* [PROVIDED TEXT]
---------------

Enhancing bone radiology images classification through appropriate preprocessing: a deep learning and explainable artificial intelligence approach.

Abstract

Background: Medical image classification has been an important application for deep learning techniques for over a decade, and since the emergence of explainable artificial intelligence (XAI), researchers have started using XAI to validate the results produced by these black box models. In the research field, it has become clear that accuracy and efficiency are not the only crucial factors for developing medical deep learning models; the authenticity of results and the accountability of the model and its creator also matter greatly. The objective of this study is to emphasize the importance of authenticity of the results and the accountability of deep learning models used for medical purposes, through proposing targeted preprocessing method for medical dataset processed by deep learning models.

Methods: In this paper we conduct comparison experiments on processing two bone radiology image datasets using various deep learning neural networks, while emphasizing on the effect of appropriate preprocessing methods for the dataset towards the models' prediction performance. Comparisons are conducted both horizontally, between performance of different neural networks; and vertically, of using same models processing datasets before and after going through appropriate preprocessing procedures. Furthermore, we evaluate the experimental results not only quantitatively, but also visually by using XAI techniques, in order to determine the reasonability and reliability of the predictions from the experiments.

---------------

* [WHAT NEEDS TO BE DONE] Please revise the bone radiology abstract starting with "Methods: In this" and going on through "from the experiments.", putting "bone X-ray image datasets" in place of "bone radiology image datasets".

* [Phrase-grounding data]
---------------

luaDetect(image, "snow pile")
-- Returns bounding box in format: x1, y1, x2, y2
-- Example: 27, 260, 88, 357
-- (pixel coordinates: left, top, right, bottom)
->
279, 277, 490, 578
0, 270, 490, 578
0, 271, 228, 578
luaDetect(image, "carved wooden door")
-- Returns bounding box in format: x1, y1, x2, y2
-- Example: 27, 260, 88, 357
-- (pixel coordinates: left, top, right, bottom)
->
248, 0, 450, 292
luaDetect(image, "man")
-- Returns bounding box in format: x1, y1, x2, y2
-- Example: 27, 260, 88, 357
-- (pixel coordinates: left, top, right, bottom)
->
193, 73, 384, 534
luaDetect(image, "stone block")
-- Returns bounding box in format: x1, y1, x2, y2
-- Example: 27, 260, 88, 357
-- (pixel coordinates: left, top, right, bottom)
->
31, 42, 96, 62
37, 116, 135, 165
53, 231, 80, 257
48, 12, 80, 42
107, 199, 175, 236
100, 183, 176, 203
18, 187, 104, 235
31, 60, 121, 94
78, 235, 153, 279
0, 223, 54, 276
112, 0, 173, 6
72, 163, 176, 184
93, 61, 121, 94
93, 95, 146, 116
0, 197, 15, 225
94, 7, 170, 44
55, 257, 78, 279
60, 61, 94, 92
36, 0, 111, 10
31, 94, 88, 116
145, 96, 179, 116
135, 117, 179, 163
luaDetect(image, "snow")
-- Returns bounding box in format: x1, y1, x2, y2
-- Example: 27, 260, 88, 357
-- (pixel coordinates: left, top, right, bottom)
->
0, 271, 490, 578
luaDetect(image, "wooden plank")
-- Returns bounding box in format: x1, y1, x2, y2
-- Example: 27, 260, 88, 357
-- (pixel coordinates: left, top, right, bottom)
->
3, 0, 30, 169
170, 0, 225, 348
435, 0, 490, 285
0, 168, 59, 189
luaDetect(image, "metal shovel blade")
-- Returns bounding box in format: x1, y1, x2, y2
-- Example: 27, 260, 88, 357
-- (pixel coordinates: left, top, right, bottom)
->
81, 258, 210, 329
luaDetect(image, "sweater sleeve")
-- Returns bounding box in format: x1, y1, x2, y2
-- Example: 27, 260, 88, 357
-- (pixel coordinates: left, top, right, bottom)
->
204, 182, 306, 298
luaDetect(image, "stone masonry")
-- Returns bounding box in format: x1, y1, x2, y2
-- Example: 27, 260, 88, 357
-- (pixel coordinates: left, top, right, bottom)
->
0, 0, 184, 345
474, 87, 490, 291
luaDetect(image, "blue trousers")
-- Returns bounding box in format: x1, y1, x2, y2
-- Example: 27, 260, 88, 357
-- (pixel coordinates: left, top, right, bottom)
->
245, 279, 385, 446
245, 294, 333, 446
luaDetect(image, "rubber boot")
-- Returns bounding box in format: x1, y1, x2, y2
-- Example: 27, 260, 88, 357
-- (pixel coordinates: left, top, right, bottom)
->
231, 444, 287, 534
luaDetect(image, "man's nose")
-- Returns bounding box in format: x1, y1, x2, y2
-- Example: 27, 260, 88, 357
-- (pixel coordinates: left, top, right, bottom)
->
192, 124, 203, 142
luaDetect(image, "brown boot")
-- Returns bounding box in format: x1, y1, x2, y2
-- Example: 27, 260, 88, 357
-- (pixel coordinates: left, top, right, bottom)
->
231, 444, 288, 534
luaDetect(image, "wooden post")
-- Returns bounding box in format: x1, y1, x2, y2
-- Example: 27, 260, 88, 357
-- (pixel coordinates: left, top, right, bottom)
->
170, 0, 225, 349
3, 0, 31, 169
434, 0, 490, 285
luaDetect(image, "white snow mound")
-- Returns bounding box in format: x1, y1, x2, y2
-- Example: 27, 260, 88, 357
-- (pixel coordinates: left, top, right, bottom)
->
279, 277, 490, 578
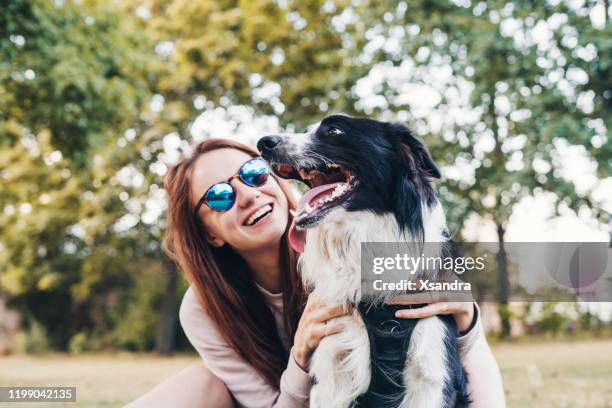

---------------

* [OUTPUT FOR THIS TASK]
Methods: In this paper we conduct comparison experiments on processing two bone X-ray image datasets using various deep learning neural networks, while emphasizing on the effect of appropriate preprocessing methods for the dataset towards the models' prediction performance. Comparisons are conducted both horizontally, between performance of different neural networks; and vertically, of using same models processing datasets before and after going through appropriate preprocessing procedures. Furthermore, we evaluate the experimental results not only quantitatively, but also visually by using XAI techniques, in order to determine the reasonability and reliability of the predictions from the experiments.